[[ SOURCE INFORMATION open ]]

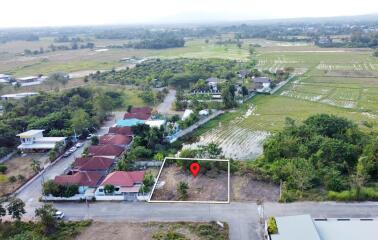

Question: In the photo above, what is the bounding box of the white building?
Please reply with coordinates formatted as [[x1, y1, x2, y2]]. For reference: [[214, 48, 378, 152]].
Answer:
[[182, 109, 194, 121], [1, 92, 38, 100], [17, 129, 66, 152], [0, 74, 12, 83], [145, 119, 166, 129], [15, 76, 47, 87], [269, 215, 378, 240]]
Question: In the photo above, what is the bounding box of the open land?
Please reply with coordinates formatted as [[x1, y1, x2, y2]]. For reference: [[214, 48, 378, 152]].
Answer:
[[76, 221, 229, 240]]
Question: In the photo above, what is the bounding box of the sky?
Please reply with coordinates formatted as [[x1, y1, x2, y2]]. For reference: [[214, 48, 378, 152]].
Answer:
[[1, 0, 378, 28]]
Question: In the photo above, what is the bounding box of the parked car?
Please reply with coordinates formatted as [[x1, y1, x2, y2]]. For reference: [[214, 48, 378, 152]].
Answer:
[[68, 146, 77, 152], [86, 134, 96, 140], [75, 142, 84, 148], [53, 211, 64, 220], [63, 151, 71, 158]]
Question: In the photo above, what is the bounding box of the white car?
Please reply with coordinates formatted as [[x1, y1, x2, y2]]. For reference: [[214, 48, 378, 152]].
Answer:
[[68, 146, 77, 152], [75, 142, 84, 148], [53, 211, 64, 220]]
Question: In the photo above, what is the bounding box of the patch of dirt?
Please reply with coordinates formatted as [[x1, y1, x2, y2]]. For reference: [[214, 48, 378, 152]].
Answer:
[[76, 222, 228, 240], [151, 164, 280, 202], [231, 174, 279, 202], [152, 165, 228, 202]]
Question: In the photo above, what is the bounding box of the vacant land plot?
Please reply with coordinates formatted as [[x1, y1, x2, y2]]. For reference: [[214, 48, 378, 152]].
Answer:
[[152, 164, 229, 202], [0, 154, 46, 196], [151, 163, 279, 202], [76, 221, 229, 240]]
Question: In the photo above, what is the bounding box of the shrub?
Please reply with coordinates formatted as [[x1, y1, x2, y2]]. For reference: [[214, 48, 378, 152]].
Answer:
[[8, 176, 17, 183], [0, 164, 7, 174], [328, 187, 378, 201], [177, 181, 189, 200], [267, 217, 278, 234]]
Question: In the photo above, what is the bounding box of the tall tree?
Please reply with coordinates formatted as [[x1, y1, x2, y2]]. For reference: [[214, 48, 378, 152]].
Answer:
[[7, 198, 26, 220], [35, 204, 58, 235]]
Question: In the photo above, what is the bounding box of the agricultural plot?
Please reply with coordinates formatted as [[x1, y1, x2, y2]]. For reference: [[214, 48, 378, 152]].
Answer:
[[190, 95, 378, 161]]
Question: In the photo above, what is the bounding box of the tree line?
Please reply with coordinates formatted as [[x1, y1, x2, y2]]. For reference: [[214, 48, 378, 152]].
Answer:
[[0, 87, 124, 158], [253, 114, 378, 201]]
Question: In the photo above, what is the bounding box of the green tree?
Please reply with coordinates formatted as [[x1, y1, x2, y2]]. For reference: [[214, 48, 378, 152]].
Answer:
[[31, 159, 41, 173], [91, 136, 99, 145], [154, 152, 165, 161], [221, 84, 236, 109], [71, 109, 91, 134], [7, 198, 26, 220], [104, 184, 115, 194], [177, 181, 189, 200], [0, 164, 7, 174], [285, 158, 315, 197], [49, 149, 57, 162], [35, 204, 58, 235]]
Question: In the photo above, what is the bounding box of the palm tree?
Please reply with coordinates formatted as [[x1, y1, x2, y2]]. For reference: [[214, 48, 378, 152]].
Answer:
[[31, 159, 41, 173]]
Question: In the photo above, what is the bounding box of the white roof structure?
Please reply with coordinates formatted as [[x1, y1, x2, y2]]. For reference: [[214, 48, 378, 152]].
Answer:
[[199, 109, 209, 116], [17, 129, 44, 137], [17, 76, 39, 81], [1, 92, 38, 100], [271, 215, 320, 240], [271, 215, 378, 240], [145, 120, 166, 128], [182, 109, 194, 121]]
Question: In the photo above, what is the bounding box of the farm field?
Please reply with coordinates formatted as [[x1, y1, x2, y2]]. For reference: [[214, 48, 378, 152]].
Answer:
[[189, 95, 378, 160]]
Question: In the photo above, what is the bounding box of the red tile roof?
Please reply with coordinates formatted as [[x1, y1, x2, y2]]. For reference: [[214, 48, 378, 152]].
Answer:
[[89, 144, 124, 157], [54, 171, 103, 187], [123, 112, 151, 120], [124, 107, 152, 120], [99, 134, 132, 146], [100, 171, 144, 187], [108, 126, 133, 136], [130, 107, 152, 114], [73, 156, 114, 171]]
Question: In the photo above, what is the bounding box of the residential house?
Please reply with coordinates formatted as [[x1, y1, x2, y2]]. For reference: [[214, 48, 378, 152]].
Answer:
[[15, 75, 47, 87], [182, 109, 194, 121], [99, 134, 132, 148], [72, 156, 114, 173], [54, 171, 104, 194], [205, 77, 222, 92], [88, 144, 125, 159], [237, 70, 251, 78], [124, 106, 152, 120], [0, 74, 12, 84], [116, 118, 145, 127], [95, 171, 144, 201], [253, 77, 272, 93], [145, 119, 166, 129], [108, 126, 133, 136], [1, 92, 38, 101], [17, 129, 66, 152]]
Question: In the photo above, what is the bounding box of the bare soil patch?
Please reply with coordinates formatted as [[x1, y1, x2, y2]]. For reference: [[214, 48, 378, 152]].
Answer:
[[76, 221, 229, 240], [0, 154, 45, 196], [151, 164, 279, 202], [152, 165, 228, 202]]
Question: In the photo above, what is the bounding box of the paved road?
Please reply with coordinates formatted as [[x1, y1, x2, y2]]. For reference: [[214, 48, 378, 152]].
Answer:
[[50, 201, 378, 240], [16, 120, 113, 214], [156, 89, 181, 115]]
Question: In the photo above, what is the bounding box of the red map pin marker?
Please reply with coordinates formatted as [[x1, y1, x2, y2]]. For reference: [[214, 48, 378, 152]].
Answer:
[[190, 162, 200, 177]]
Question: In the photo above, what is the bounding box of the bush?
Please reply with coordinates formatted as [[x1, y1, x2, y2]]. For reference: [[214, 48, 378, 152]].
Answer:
[[328, 187, 378, 201], [8, 176, 17, 183], [267, 217, 278, 234], [0, 164, 7, 174], [43, 180, 79, 197]]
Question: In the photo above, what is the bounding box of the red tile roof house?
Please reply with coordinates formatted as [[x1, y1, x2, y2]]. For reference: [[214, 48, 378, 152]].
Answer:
[[54, 171, 104, 194], [124, 106, 152, 120], [108, 126, 133, 136], [95, 171, 145, 201], [99, 134, 132, 148], [72, 156, 114, 173], [88, 144, 125, 159]]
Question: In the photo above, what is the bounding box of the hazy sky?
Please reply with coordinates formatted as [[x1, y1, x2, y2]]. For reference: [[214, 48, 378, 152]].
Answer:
[[1, 0, 378, 27]]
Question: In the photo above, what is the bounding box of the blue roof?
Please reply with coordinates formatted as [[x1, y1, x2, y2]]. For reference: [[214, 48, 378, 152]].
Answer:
[[116, 118, 145, 127]]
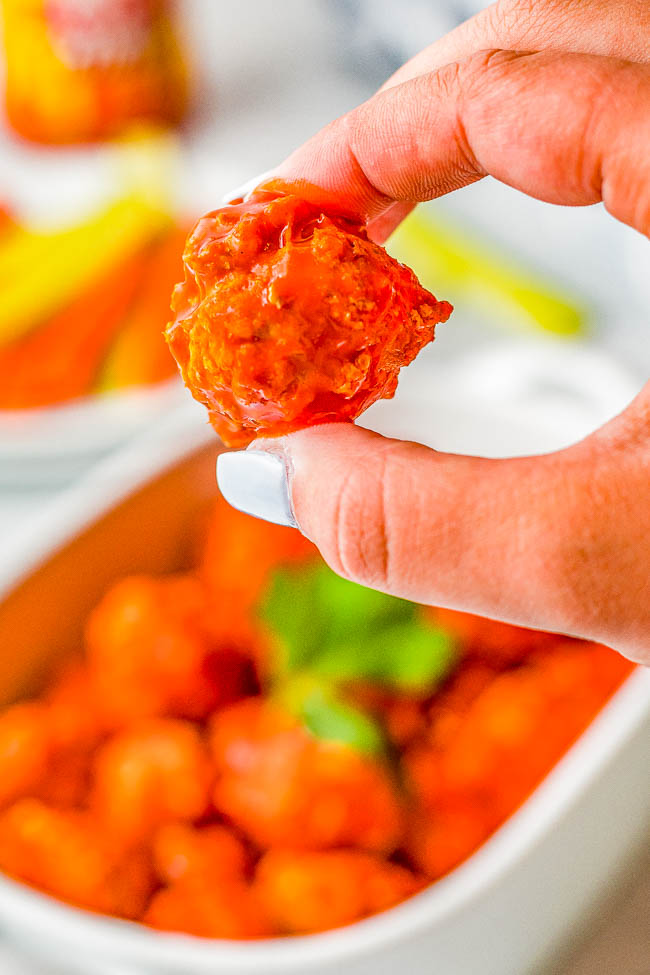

[[ SOURCE INFORMATION closed ]]

[PROBLEM DETAILS] From the first record to the last, print everything again exactly, without pictures.

[EXPECTED OUTPUT]
Question: In the photo above, what is the bounding box of the white building?
Please reply with coordinates formatted as [[x1, y1, x2, y2]]. For reference: [[214, 48, 378, 152]].
Answer:
[[182, 109, 194, 121], [1, 92, 38, 100], [17, 129, 66, 152], [0, 74, 12, 83], [145, 119, 166, 129], [15, 76, 47, 87], [269, 215, 378, 240]]
Question: In the photo above, what is the bounding box of the open land?
Please reply with coordinates formatted as [[x1, y1, x2, y2]]. For reference: [[214, 48, 378, 152]].
Answer:
[[76, 221, 229, 240]]
Question: In the photo above, what is the bounding box of the sky?
Please reply with coordinates formatted as [[x1, y1, x2, y2]]. For reference: [[214, 48, 378, 152]].
Answer:
[[1, 0, 378, 28]]
Question: In the photo above, what is the bounding box of the parked car?
Please reply with coordinates formatted as [[x1, y1, x2, y2]]. For reference: [[214, 48, 378, 152]].
Answer:
[[68, 146, 77, 152], [86, 134, 96, 140], [75, 142, 84, 148], [53, 211, 64, 220], [63, 151, 71, 158]]
Question: In the photo above, what is the bounding box of the white car?
Please reply with coordinates formatted as [[x1, y1, x2, y2]]. For reference: [[214, 48, 378, 152]].
Answer:
[[68, 146, 77, 152], [75, 142, 84, 148], [53, 211, 64, 220]]
Question: In the photo above, what is the bounding box of the patch of dirt?
Please reply with coordinates formatted as [[x1, y1, x2, y2]]. For reference: [[214, 48, 378, 152]].
Answer:
[[76, 222, 228, 240], [151, 164, 280, 202], [231, 174, 279, 202], [152, 165, 228, 202]]
Question: In the photo above, what is the bounding box of the vacant land plot?
Please reply with coordinates formatted as [[x1, y1, x2, y2]]. For reference: [[214, 48, 378, 152]].
Answer:
[[152, 164, 229, 202], [0, 154, 46, 196], [151, 163, 279, 202], [76, 221, 229, 240]]
Question: In the photo above, what is the bounding box of the shrub?
Please reply with coordinates formatted as [[x1, y1, x2, y2]]. For reference: [[214, 48, 378, 152]].
Answer:
[[8, 176, 17, 183], [0, 164, 7, 174], [328, 187, 378, 201], [177, 181, 189, 200], [267, 217, 278, 234]]
Question: In the photo above, what is the bounding box of the tall tree?
Please reply with coordinates formatted as [[x1, y1, x2, y2]]. For reference: [[214, 48, 378, 152]].
Answer:
[[7, 198, 26, 220], [35, 204, 58, 235]]
Question: In the photo above, what is the bounding box of the agricultural plot?
Please reply with coordinates formatted as [[x1, y1, x2, y2]]. For reference: [[214, 48, 378, 152]].
Answer:
[[190, 95, 378, 161]]
Question: In the photo above, what is the bounding box of the tree line?
Please reply with coordinates formatted as [[x1, y1, x2, y2]]. For reference: [[214, 48, 378, 152]].
Answer:
[[0, 87, 124, 158], [253, 114, 378, 201]]
Question: In the photo above, what is the bounding box of the green tree?
Please reply with coordinates formatted as [[x1, y1, x2, y2]]. For reference: [[214, 48, 378, 152]].
Answer:
[[31, 159, 41, 173], [91, 136, 99, 145], [154, 152, 165, 161], [221, 84, 236, 109], [71, 109, 91, 134], [7, 198, 26, 220], [104, 184, 115, 194], [177, 181, 189, 200], [0, 164, 7, 174], [285, 158, 315, 197], [49, 149, 57, 162], [35, 204, 58, 235]]
Question: In the photo above, what is the bounding box of the palm tree?
Please reply with coordinates formatted as [[x1, y1, x2, y2]]. For reference: [[214, 48, 378, 152]].
Answer:
[[31, 159, 41, 173]]
Question: In the photo above, what is the bounding box of the white roof structure?
Please reply with coordinates formatted as [[x1, y1, x2, y2]]. For reference: [[214, 48, 378, 152]].
Answer:
[[199, 109, 209, 116], [17, 129, 44, 137], [17, 76, 39, 81], [1, 92, 38, 100], [271, 215, 320, 240], [271, 215, 378, 240], [145, 120, 166, 128], [182, 109, 194, 121]]
Question: In the photo above, what is the bounding box of the farm field?
Please reply with coordinates formatted as [[x1, y1, x2, y2]]. For reference: [[214, 48, 378, 152]].
Answer:
[[189, 95, 378, 160]]
Question: In the photo above, what is the bounding box of the red tile roof?
Please reply with coordinates formatted as [[x1, y1, x2, y2]]. For reference: [[214, 48, 378, 152]].
Answer:
[[89, 144, 124, 157], [54, 171, 103, 187], [123, 112, 151, 120], [124, 107, 152, 120], [99, 134, 132, 146], [100, 171, 144, 187], [108, 126, 133, 136], [130, 107, 152, 114], [73, 156, 114, 171]]
Question: In the photo above, what is the bounding box of the residential house?
Please reply with coordinates formatted as [[x1, y1, x2, y2]]. For reference: [[214, 48, 378, 152]].
Answer:
[[15, 75, 47, 87], [182, 109, 194, 121], [99, 134, 132, 148], [72, 156, 114, 173], [54, 171, 104, 194], [205, 77, 222, 92], [88, 144, 125, 159], [237, 70, 251, 78], [124, 106, 152, 120], [0, 74, 12, 84], [116, 118, 145, 127], [95, 171, 144, 201], [253, 77, 272, 93], [145, 119, 166, 129], [108, 126, 133, 136], [1, 92, 38, 101], [17, 129, 66, 152]]
Question: In the photo above, what is the bounding box of the bare soil patch?
Please reply with coordinates formatted as [[x1, y1, x2, y2]]. For reference: [[214, 48, 378, 152]].
Answer:
[[76, 221, 229, 240], [0, 154, 45, 196], [151, 164, 279, 202], [152, 165, 228, 202]]
Question: In the photo above, what is the bounding box of the paved road?
Please reply with coordinates formatted as [[x1, y1, x2, y2]]. For reference: [[214, 48, 378, 152]].
Answer:
[[50, 201, 378, 240], [16, 120, 113, 214], [156, 89, 181, 115]]
Question: In the photo above, what is the bounding box of the red map pin marker?
Please reply with coordinates formatted as [[x1, y1, x2, y2]]. For reference: [[214, 48, 378, 152]].
Answer:
[[190, 162, 200, 177]]
Question: In the photo above, what is the bounding box of the bush?
Please reply with coordinates formatted as [[x1, y1, x2, y2]]. For reference: [[214, 48, 378, 152]].
Answer:
[[328, 187, 378, 201], [8, 176, 17, 183], [267, 217, 278, 234], [0, 164, 7, 174], [43, 180, 79, 197]]
Question: In the photo above, what is the bounding box of the red tile roof house?
Please reply with coordinates formatted as [[x1, y1, x2, y2]]. For reference: [[214, 48, 378, 152]].
Answer:
[[54, 171, 104, 194], [124, 106, 152, 120], [108, 126, 133, 136], [95, 171, 145, 201], [99, 134, 132, 148], [72, 156, 114, 173], [88, 144, 125, 159]]
Question: In the photo above, what is the bounding box of the hazy sky?
Please reply with coordinates formatted as [[x1, y1, x2, y2]]. For reference: [[214, 48, 378, 152]].
Answer:
[[1, 0, 378, 27]]
Question: In the photo above, what is the bounding box of the blue roof?
Please reply with coordinates formatted as [[x1, y1, x2, y2]]. For reference: [[214, 48, 378, 152]].
Answer:
[[116, 118, 145, 127]]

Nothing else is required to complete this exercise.